→ Data for this exercise
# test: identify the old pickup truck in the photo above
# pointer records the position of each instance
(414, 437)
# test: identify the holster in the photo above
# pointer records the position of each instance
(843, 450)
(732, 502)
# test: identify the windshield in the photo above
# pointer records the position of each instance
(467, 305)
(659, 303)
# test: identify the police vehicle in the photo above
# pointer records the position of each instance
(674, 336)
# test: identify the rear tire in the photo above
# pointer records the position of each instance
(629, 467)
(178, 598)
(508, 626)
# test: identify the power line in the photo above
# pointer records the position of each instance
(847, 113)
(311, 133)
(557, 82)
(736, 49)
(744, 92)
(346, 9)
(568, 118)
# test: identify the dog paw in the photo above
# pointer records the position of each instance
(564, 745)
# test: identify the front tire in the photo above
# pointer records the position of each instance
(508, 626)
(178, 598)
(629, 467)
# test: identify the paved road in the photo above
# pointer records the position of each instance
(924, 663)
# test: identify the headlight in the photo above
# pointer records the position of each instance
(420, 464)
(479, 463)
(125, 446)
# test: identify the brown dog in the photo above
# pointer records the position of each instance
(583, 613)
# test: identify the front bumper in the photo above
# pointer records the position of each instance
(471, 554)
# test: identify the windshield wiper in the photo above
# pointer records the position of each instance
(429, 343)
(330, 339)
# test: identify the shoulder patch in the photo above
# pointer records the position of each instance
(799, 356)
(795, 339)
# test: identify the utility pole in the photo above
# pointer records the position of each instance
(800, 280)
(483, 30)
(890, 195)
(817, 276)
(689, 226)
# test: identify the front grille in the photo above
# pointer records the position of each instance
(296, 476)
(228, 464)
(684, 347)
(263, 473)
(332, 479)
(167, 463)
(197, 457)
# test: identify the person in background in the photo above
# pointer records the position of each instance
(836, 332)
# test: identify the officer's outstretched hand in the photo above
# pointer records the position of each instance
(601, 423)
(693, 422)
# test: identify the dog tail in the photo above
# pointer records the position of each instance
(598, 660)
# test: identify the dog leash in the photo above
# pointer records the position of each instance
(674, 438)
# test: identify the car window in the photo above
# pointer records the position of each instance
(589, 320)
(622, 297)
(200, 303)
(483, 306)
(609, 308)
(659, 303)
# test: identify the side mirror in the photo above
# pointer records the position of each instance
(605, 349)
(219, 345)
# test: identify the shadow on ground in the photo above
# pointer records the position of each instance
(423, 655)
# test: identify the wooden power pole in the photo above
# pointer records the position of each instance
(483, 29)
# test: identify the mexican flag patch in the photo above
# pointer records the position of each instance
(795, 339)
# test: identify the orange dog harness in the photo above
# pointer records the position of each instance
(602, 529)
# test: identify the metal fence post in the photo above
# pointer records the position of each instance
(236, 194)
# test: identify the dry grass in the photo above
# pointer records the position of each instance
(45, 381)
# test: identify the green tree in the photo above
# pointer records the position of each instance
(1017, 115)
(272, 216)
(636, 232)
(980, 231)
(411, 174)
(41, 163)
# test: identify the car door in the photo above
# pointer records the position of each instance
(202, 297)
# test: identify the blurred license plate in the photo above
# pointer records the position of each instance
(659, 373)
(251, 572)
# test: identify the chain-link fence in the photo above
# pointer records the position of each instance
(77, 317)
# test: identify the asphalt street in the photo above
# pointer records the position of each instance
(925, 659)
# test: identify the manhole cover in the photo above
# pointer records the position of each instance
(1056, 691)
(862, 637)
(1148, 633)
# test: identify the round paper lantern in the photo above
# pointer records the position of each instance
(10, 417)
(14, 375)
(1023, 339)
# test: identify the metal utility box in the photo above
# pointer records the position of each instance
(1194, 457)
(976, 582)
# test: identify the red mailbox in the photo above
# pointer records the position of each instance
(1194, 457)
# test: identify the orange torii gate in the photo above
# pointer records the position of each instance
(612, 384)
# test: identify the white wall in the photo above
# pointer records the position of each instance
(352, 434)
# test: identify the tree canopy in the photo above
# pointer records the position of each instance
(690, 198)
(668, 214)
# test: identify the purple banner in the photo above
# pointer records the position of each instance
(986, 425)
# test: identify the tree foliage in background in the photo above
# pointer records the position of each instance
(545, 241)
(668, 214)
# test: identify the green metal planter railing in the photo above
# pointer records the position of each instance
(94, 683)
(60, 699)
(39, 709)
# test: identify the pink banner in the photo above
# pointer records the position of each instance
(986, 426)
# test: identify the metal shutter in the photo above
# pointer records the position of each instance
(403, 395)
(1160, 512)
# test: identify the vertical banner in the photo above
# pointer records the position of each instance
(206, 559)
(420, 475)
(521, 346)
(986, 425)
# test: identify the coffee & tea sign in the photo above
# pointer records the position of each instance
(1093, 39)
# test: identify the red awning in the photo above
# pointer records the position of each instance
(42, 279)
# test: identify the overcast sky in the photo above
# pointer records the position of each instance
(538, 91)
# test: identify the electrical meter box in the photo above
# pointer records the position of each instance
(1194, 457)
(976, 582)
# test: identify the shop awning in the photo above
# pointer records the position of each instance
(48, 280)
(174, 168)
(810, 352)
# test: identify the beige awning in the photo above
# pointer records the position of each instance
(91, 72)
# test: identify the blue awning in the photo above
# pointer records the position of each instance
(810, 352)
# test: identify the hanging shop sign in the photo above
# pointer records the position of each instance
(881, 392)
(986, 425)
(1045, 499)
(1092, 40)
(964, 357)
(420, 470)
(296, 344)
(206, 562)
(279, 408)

→ Task to carry out
Using the data above, restate word for word the lines from its opening line through the line that contains "# test: identify the windshield in", and no more.

→ Answer space
# test: identify the old pickup truck in the photo above
# pointer records the position of each instance
(414, 437)
# test: identify the holster in the photo above
# pointer records the position of each instance
(843, 450)
(732, 502)
# test: identify the windshield in the photo above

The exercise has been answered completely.